Parts of the exercise.
1. In the response to reviewers, what does the reviewer's third suggestion propose creating?
2. Rewrite the response to reviewers between "We feel that" and "of experimental conditions.", inclusive, putting "impartial" in place of "unbiased".

Extract to read.
◇ ◇ ◇ ◇ ◇
3) A second suggestion by reviewer #1 is to compare anTraX’s performance on groups of animals tagged with a single-color mark each, to a simple tracking approach (color blob tracking). The problem with this suggestion is that such a tracker is not expected to perform well on cases of tag occlusion (e.g., when an animal grooms itself) or animal interactions, and hence cannot serve as a gold standard. This method also suffers again from a sampling bias, this time choosing a relatively easy tracking scenario, with a low number of individuals.
4) The reviewer’s third suggestion is to create an “artificial colony” by superimposing a few single animal videos, each with a unique color tag. This way, ground truth data can be generated by tracking the single animal videos, while using anTraX to track the combined video. While this is an interesting suggestion, it suffers again from the problem of not testing anTraX directly on the type of experiments and range of behaviors we designed it for. It could be a nice complementary approach but will not give a good sense of how anTraX performs on “real” data.
We feel that our chosen approach, while not perfect, has significant advantages over these alternatives:
1) The random sampling (of timepoints and individuals) of validation points across the entire experiment offers the most unbiased way of subsampling our extensive benchmark dataset collection. This allows for a simple way to estimate the gross performance of the algorithm over a wide range of experimental conditions.
2) anTraX’s validation interface also allows us to narrow down the range of tracking point selection by time or individual, thus allowing a more specific estimation of tracking performance. For the purpose of this tools-and-resources paper, we think the average performance for a given dataset is the most informative. For analyses more specific to certain behaviors, this feature is most useful. For example, in a soon-to-be-published work (preprint available at https://www.biorxiv.org/content/10.1101/2020.08.20.259614v1), we analyzed the foraging behavior of ant colonies, and estimated the tracking performance during very specific events in time, and for specific ants of interest.
◇ ◇ ◇ ◇ ◇
Some data
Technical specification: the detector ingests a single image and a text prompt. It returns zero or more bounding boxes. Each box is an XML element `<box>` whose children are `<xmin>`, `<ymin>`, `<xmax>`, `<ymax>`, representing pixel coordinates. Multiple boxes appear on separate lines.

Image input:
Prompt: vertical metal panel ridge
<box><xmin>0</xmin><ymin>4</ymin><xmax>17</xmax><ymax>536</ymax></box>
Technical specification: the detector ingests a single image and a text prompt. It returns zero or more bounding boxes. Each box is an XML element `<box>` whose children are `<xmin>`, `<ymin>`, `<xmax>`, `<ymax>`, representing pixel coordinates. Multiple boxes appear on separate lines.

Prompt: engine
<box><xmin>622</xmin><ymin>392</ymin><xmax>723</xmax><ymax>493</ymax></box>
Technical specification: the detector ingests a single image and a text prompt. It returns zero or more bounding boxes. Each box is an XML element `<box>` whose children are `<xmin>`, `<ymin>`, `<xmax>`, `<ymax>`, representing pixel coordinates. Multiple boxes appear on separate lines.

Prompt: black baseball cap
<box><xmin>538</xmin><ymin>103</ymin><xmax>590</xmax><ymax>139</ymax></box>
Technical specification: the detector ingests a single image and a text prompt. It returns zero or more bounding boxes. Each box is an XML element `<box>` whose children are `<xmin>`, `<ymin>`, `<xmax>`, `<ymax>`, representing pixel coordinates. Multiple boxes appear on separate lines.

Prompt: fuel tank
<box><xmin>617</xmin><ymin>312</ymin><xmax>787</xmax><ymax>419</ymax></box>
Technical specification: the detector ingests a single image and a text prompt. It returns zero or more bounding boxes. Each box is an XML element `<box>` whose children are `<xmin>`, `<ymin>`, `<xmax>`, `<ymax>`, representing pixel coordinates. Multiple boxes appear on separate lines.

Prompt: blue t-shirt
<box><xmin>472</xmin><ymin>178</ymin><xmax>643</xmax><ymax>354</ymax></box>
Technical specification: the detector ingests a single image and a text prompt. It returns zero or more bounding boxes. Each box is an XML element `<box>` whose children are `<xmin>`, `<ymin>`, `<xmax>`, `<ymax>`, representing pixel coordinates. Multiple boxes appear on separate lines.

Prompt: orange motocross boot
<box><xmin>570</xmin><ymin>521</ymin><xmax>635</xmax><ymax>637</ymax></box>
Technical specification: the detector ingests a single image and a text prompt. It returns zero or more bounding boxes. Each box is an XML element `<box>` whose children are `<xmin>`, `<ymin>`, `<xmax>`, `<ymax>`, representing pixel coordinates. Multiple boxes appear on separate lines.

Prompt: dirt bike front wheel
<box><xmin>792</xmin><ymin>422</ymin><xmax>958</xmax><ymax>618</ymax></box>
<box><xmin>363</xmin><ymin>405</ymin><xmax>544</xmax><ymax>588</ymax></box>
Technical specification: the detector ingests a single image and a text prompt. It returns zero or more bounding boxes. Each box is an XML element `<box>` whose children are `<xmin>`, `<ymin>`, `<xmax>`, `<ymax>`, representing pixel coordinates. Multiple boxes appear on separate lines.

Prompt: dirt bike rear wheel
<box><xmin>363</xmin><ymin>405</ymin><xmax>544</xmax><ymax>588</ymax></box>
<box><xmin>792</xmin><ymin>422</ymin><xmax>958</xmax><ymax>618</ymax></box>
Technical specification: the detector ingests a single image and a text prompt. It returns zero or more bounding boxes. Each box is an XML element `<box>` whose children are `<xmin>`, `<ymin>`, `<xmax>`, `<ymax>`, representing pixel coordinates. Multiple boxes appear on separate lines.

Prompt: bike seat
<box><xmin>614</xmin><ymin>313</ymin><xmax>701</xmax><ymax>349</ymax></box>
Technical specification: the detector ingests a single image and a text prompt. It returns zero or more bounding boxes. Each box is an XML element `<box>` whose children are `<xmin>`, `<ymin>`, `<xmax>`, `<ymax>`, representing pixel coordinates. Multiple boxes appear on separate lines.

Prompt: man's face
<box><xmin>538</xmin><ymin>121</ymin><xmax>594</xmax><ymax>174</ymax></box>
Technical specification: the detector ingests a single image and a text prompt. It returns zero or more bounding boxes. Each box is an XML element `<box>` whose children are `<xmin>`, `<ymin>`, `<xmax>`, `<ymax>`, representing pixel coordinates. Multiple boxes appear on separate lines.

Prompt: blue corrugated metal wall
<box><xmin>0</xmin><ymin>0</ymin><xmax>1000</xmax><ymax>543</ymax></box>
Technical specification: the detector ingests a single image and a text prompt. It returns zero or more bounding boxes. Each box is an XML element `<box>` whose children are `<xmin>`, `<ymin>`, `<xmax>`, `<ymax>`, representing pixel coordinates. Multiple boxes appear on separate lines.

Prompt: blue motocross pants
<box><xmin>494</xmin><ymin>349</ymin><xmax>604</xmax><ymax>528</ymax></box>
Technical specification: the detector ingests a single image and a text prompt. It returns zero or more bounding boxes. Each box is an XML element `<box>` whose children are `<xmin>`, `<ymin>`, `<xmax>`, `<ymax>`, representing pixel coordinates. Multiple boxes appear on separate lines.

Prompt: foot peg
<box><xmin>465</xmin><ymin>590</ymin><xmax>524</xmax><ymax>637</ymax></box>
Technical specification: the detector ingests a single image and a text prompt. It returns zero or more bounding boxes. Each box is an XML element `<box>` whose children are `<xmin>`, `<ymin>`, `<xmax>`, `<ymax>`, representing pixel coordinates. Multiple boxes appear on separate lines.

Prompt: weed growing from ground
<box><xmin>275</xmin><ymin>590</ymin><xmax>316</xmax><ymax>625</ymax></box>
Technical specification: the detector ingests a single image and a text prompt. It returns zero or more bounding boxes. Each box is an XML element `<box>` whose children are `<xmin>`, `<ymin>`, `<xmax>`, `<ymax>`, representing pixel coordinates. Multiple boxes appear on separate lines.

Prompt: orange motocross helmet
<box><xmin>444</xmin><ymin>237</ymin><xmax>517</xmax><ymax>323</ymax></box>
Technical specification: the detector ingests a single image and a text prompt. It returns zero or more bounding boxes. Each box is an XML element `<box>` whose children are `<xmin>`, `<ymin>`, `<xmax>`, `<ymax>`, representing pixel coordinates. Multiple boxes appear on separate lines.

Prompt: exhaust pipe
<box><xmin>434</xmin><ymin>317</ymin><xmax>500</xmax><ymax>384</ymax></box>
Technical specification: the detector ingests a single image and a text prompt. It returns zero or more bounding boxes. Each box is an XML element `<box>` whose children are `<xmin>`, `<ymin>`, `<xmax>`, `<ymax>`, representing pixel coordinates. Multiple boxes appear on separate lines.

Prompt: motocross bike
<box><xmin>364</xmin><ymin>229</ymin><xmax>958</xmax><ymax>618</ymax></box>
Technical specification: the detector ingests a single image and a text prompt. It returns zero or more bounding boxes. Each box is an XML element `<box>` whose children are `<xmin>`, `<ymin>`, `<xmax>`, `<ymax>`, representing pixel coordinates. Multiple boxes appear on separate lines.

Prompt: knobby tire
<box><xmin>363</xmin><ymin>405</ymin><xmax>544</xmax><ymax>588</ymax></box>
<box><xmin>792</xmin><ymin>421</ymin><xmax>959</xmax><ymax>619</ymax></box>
◇ ◇ ◇ ◇ ◇
Response list.
1. An "artificial colony" made by superimposing a few single-animal videos, each with a unique color tag.

2.
We feel that our chosen approach, while not perfect, has significant advantages over these alternatives:
1) The random sampling (of timepoints and individuals) of validation points across the entire experiment offers the most impartial way of subsampling our extensive benchmark dataset collection. This allows for a simple way to estimate the gross performance of the algorithm over a wide range of experimental conditions.